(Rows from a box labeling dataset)
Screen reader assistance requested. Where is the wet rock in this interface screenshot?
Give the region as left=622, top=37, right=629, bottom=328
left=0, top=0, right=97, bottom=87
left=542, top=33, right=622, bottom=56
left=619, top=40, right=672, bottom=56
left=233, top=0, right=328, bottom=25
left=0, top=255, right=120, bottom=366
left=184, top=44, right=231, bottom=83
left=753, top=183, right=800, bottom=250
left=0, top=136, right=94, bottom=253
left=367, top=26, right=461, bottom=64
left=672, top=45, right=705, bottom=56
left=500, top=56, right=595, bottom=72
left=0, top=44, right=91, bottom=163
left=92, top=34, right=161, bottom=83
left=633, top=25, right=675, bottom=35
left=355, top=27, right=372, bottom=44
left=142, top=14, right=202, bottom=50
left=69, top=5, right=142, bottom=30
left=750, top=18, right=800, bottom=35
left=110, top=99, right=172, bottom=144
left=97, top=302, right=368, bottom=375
* * *
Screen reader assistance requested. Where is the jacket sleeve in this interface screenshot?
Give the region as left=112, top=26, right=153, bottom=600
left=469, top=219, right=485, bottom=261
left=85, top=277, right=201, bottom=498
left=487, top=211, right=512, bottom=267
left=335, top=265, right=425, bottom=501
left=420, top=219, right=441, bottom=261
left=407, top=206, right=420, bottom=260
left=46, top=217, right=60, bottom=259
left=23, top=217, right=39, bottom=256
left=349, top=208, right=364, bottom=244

**Task directions**
Rewrite the part of the material above that opens with the line containing "Screen reader assistance requested. Where is the wet" and closes with the line containing "left=184, top=44, right=231, bottom=83" as a JSON list of strings, one string per line, leaving out blank lines.

**Exercise response**
[
  "Screen reader assistance requested. Where is the wet rock in this interface screenshot?",
  "Give the region as left=622, top=37, right=629, bottom=328",
  "left=0, top=0, right=97, bottom=87",
  "left=542, top=33, right=622, bottom=56",
  "left=619, top=40, right=672, bottom=56",
  "left=233, top=0, right=328, bottom=25",
  "left=0, top=255, right=120, bottom=366",
  "left=184, top=44, right=231, bottom=83"
]